_Task details_: State how many lines of the entries below contain the string "wooden". Case counts. Give only the number.
-- Start of Task inputs --
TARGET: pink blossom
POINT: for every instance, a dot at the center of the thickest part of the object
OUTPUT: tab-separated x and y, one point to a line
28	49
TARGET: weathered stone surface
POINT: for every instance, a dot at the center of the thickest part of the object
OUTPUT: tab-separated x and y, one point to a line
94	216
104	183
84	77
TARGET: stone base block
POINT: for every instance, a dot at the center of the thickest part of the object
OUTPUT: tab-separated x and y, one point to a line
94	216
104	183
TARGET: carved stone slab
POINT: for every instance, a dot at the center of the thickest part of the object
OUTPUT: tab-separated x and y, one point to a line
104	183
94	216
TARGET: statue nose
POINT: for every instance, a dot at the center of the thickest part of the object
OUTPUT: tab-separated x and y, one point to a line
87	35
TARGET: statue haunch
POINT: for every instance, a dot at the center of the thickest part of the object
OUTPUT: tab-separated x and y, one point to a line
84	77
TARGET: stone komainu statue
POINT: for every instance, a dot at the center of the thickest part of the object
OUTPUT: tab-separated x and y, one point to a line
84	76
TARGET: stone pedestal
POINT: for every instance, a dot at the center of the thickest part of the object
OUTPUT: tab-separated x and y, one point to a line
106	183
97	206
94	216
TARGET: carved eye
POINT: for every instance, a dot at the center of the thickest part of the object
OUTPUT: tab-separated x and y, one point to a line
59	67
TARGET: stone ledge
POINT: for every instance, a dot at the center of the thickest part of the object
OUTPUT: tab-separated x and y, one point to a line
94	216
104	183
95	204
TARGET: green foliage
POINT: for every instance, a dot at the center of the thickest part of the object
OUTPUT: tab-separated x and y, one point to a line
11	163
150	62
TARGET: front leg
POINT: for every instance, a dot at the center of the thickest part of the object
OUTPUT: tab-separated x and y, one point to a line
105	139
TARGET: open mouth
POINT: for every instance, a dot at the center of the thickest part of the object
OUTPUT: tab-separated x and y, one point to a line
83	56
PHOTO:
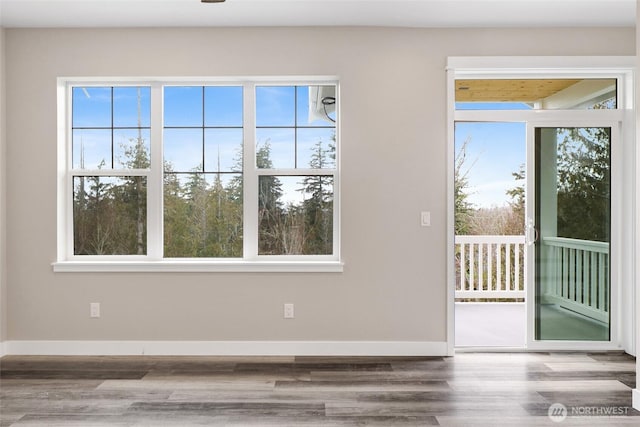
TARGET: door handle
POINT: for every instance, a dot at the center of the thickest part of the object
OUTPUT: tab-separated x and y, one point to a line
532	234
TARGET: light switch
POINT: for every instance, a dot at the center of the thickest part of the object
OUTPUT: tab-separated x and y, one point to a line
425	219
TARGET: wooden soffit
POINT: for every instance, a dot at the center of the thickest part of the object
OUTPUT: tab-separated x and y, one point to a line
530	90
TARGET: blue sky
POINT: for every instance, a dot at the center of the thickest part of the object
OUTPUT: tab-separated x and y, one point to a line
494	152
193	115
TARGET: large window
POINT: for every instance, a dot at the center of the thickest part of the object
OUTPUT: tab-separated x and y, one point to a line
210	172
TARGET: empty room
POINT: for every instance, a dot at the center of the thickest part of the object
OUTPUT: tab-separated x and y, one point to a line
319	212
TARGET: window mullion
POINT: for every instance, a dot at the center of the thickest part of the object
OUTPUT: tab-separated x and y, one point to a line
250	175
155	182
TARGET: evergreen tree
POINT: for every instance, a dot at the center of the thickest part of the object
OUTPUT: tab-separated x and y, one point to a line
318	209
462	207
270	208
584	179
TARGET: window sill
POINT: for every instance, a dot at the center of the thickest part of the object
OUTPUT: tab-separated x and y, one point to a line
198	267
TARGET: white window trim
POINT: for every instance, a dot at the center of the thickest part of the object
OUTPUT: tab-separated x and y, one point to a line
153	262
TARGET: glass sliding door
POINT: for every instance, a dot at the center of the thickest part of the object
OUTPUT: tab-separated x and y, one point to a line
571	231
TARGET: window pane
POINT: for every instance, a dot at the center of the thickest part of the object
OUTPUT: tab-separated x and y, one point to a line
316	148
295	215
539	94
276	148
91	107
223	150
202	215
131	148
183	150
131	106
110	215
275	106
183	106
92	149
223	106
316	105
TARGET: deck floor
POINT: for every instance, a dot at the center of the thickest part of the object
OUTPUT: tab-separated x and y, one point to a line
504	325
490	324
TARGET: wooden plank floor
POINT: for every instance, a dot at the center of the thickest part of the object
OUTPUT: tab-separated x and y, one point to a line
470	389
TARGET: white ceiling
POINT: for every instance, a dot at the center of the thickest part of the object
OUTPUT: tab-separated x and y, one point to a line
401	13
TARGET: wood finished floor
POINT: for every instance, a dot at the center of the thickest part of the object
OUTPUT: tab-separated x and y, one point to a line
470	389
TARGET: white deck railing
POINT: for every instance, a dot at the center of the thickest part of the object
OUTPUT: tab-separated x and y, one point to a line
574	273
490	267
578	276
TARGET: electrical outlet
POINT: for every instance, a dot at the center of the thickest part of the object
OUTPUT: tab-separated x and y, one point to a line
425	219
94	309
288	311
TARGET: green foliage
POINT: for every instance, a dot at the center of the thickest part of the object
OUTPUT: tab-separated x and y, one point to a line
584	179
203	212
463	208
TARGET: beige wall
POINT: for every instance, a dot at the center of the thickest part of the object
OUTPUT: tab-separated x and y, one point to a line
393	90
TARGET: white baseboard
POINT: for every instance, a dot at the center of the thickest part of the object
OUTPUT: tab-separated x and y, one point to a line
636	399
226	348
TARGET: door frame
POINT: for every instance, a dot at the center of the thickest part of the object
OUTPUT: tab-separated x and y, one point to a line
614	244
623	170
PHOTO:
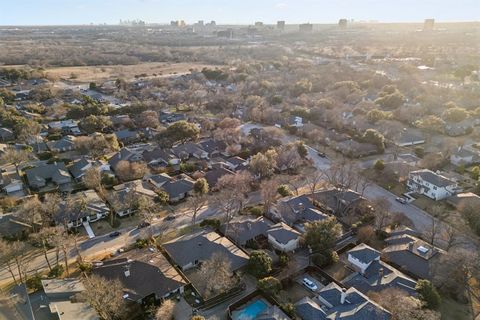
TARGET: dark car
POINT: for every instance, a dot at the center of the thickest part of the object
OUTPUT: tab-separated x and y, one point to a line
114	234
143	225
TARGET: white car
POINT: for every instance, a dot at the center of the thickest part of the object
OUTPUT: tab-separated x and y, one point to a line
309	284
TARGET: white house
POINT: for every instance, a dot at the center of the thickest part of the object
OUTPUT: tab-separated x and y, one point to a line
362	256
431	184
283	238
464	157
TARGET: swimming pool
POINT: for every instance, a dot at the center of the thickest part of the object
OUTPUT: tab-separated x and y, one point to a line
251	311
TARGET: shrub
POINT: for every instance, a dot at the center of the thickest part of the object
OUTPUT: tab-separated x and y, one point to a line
-- End of Task inputs --
-- Start of Task inputs --
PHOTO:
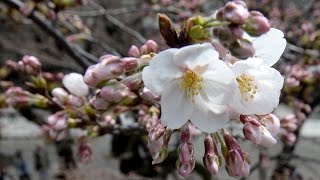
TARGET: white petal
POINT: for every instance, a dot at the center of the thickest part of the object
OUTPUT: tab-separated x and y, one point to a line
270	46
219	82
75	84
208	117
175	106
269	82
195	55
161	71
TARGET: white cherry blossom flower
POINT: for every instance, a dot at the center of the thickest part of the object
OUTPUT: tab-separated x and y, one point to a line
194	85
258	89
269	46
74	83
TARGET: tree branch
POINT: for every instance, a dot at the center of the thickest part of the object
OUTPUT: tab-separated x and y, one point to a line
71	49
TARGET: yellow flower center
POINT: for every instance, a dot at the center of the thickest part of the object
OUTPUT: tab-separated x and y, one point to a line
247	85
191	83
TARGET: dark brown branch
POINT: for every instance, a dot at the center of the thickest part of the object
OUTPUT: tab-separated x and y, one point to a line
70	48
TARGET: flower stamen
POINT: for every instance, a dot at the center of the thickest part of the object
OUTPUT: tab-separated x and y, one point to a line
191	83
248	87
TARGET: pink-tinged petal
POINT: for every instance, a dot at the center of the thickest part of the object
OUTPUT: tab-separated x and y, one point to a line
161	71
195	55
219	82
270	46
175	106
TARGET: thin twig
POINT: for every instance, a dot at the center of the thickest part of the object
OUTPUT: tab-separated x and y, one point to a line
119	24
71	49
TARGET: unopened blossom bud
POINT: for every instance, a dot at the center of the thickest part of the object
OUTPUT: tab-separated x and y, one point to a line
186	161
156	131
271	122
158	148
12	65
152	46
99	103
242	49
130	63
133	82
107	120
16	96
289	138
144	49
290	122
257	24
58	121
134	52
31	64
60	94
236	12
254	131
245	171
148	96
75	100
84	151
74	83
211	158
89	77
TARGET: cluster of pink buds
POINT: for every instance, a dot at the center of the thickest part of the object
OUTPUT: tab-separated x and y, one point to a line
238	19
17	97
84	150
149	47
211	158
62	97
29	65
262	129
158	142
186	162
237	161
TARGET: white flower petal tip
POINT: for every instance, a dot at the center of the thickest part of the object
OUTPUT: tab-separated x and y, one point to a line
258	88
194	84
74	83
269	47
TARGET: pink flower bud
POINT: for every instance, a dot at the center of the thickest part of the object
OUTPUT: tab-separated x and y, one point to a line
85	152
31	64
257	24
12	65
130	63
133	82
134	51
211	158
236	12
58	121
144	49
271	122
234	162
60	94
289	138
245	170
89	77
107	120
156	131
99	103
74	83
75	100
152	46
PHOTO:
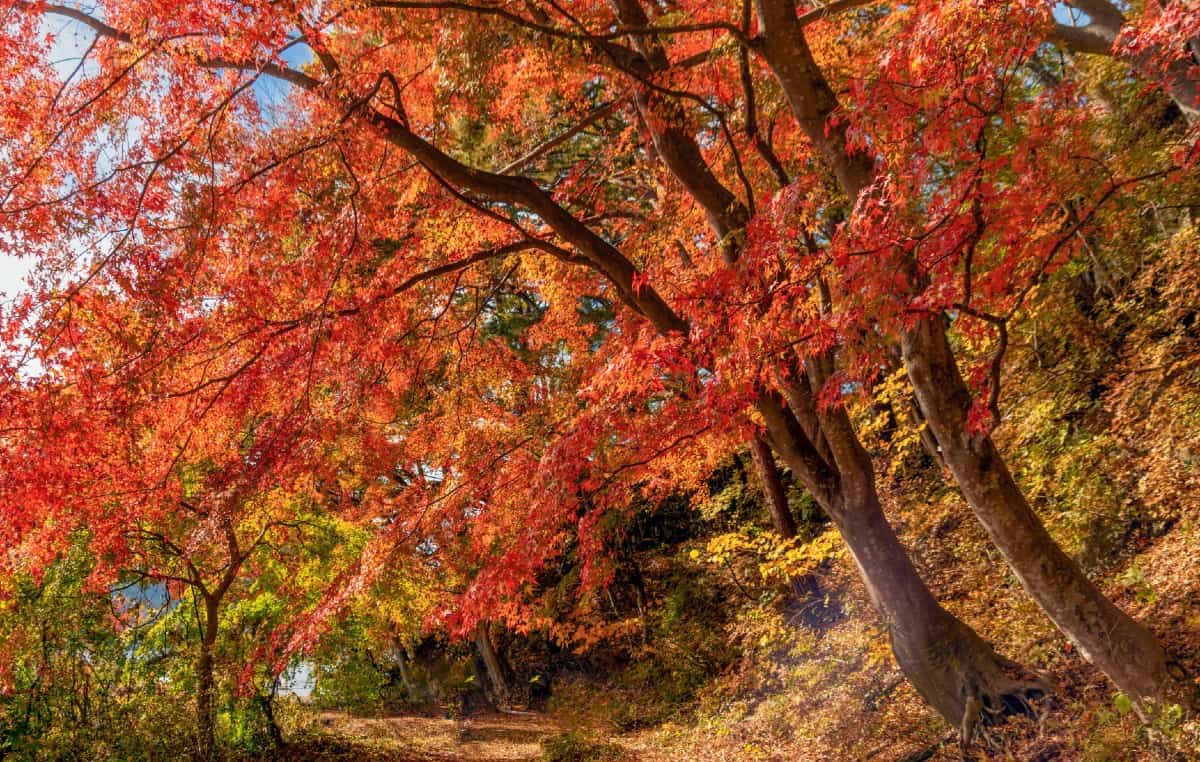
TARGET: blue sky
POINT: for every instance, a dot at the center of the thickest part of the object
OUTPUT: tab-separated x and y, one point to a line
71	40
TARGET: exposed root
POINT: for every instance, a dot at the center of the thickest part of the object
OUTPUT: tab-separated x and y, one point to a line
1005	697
-- End of Task inputs --
_Result of the task_: 2